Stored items
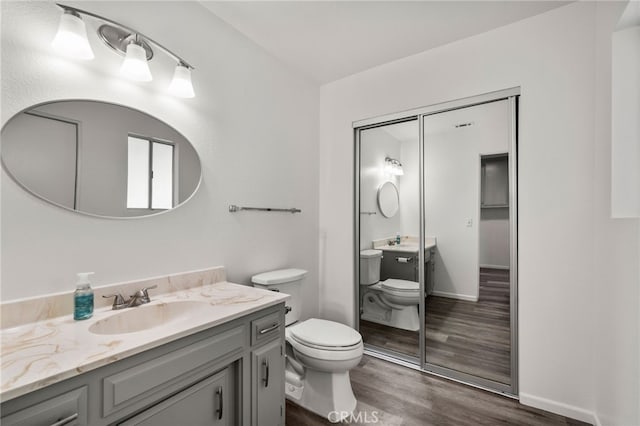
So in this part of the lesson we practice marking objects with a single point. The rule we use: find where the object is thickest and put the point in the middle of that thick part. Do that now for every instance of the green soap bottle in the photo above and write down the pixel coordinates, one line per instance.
(83, 297)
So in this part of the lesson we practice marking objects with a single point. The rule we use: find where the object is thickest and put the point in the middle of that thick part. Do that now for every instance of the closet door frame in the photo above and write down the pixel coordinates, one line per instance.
(512, 95)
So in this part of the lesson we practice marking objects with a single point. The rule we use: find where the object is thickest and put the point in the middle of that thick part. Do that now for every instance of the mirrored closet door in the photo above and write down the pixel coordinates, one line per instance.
(436, 238)
(389, 295)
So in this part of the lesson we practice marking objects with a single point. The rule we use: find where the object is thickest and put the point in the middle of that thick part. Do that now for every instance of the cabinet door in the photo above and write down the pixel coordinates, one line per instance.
(206, 403)
(268, 384)
(399, 265)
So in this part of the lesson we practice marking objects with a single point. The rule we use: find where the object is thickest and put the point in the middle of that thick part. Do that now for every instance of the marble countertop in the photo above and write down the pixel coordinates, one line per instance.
(407, 244)
(38, 354)
(405, 247)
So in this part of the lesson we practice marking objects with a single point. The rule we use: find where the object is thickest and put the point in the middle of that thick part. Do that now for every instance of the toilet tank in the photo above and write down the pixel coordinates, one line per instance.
(287, 281)
(370, 266)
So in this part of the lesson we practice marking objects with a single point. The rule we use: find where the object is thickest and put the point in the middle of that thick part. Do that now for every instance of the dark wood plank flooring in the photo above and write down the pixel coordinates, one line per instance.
(471, 337)
(399, 396)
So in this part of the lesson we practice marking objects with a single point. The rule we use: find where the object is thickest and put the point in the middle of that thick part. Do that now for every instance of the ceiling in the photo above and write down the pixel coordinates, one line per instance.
(329, 40)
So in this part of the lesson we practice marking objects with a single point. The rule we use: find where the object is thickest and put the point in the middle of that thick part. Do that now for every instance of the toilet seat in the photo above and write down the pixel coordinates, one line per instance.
(325, 340)
(400, 285)
(401, 288)
(323, 334)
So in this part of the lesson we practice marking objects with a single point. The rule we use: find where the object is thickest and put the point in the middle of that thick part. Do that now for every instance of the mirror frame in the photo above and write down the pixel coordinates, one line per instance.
(381, 188)
(53, 203)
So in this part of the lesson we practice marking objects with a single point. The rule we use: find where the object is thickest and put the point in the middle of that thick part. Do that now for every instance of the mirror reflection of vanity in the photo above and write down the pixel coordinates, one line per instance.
(400, 261)
(99, 158)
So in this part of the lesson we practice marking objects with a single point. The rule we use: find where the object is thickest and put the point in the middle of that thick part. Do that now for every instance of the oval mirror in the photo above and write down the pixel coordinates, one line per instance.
(99, 158)
(388, 199)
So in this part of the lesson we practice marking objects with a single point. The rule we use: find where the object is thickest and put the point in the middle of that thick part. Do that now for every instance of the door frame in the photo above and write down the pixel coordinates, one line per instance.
(419, 363)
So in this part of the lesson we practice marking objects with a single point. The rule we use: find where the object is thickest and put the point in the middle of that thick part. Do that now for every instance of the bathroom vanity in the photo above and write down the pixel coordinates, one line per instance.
(400, 261)
(215, 356)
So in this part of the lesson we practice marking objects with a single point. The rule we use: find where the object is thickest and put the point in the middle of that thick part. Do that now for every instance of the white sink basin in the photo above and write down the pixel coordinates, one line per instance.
(145, 317)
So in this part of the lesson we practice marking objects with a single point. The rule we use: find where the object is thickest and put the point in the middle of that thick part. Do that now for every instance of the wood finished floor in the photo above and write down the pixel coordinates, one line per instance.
(400, 396)
(472, 337)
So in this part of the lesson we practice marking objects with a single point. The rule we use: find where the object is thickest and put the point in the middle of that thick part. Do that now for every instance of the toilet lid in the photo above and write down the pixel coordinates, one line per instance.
(400, 285)
(323, 333)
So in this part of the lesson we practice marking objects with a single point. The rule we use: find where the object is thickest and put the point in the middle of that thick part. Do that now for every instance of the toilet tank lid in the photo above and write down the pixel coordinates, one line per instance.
(370, 253)
(279, 277)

*WHAT TO DO*
Every line above should be duplicated exactly; the pictures are to be left out.

*PROBLEM SOLUTION*
So in this part of the lesson we practice marking objects with a single point. The rule we use: find where the object is thickest and put the point in the middle of that thick part. Do that now for every instance of the green soap bottle in the photo above and write down the pixel coordinates, one line per instance.
(83, 297)
So in this part of the lesson we practice marking objects with a single point. The rule we use: find where the object is thickest and put the point in the middle of that thick part. Do that now for every instance of the closet door frame in the photo above and write down the pixel coordinates, one line per instance.
(512, 95)
So in this part of the lesson we practice marking objects with a single point. The rule we use: find where the object is thickest and put the point in the middle of that thick part. Do that now for every instance of the mirrored closet door in the photo above and write down the pixel coordinates, one line per instance.
(436, 238)
(389, 295)
So in this part of the lesson we practice marking objects with a single point. The rule we use: find where the object is thickest and put the point in the middle of that thick part. Do that now for every instance of the cabinet door in the photo above and write down the pixel coordinates, one line per instance.
(206, 403)
(268, 384)
(399, 265)
So in this part of the lesson we practice marking objects with a single point. The rule we use: find where the object is thickest and put the point in the middle of that thick part. Do that now for every instance of the marble countertop in the photo above and write down the pixel coordinates, one line per instance.
(407, 244)
(38, 354)
(405, 247)
So in this part of the lesson we practice marking objects with a single point. The rule we use: find where the object is thickest and put the point in the middle of that thick part. Do that now for every instance of the toilet tank in the photo above and write down the pixel coordinates, one line per instance.
(287, 281)
(370, 266)
So in this part of the lesson we practice marking objects with a single point. The rule we use: find where the object is thickest and put the point in the middle of that thick part. Do that now for every instance of the dark wood plank flooring in the photo above and write down the pixel coordinates, one line per instance.
(471, 337)
(399, 396)
So in this part of the lesson we practice marking objects with a single point. The rule we use: find where the object is thickest and put the point in the middle of that thick part. Do that now for every instance of the ceiling in the photo above and write down the pixel coordinates, one line per instance.
(329, 40)
So in this part of the lesson we practice marking objects with a single point. The rule we use: find where the object is thickest and put the point in the middle of that thick part. Do that now for every instance of the toilet seat in the photo above and write down the pixel coordinates, one line per instance.
(325, 340)
(400, 285)
(401, 288)
(323, 334)
So in this part of the lesson we practice marking objects with a single point. The rule we use: find where the object is thickest and put the point in the middle of that thick part. Do that now for every instance of the mirror frame in the photo above and write down the pixel coordinates, one line per instance.
(381, 188)
(53, 203)
So in this part of the lesson we practice marking objects with a single point. The rule we use: find where the object is thickest and put the point in the middle of that thick part. Do that now for every instance of the mirror reflection of vanity in the photo above and write down the pixel coordinates, one line per instance.
(400, 261)
(99, 158)
So in this part of the lesson we practice marking objects with a single point. The rule we use: find where the object is thickest and put the point in the middle of that thick part. Do that now for every instance of the oval mirror in the photo above and write down the pixel coordinates, one line per instance.
(99, 158)
(388, 199)
So in this part of the lesson we practice marking objects with a single point. The rule we use: find where the object is thickest and put the point in the middle of that thick part. Do that now for every instance of the door frame in the photo above and write down the pixel coordinates, one line per instance.
(419, 363)
So in this part of the lesson we practice marking objects with a single point. The rule we use: find where the object is thickest and put the point in the middle of that thick part. Do that now for every instance of the bathroom vanity in the photo above and write down the pixel coordinates, one line per instance.
(400, 261)
(215, 356)
So in this part of the lesson we practice marking objects with a single point. The rule we use: find where the object is thickest and put the point in the middle of that thick part. Do that now for every instance of the white sink basin in the photo above and write down the pixel coordinates, one line per instance.
(145, 317)
So in this part of the lesson we practice marking objects with a single point. The rule we use: find where the object is thickest and put the point in the middle of that thick part. Do that now for every instance of the wood finished floor in the photo above and write down the pixel coordinates, one line per instance.
(400, 396)
(472, 337)
So in this part of the lesson we practice marking objects with a single point. The rule we use: find where the object is thickest and put the point in the middle of that thick part. Do that now for every instance of the toilet lid in the photo above and write down the pixel coordinates, one line per instance.
(400, 285)
(323, 333)
So in this part of the lesson we practice marking objects with a single point. The rule we use: find where the object is thickest and put the point in the middle of that thick part. Do that now for every instance of the toilet tank lid in the photo above and write down the pixel coordinates, one line per instance.
(370, 253)
(279, 277)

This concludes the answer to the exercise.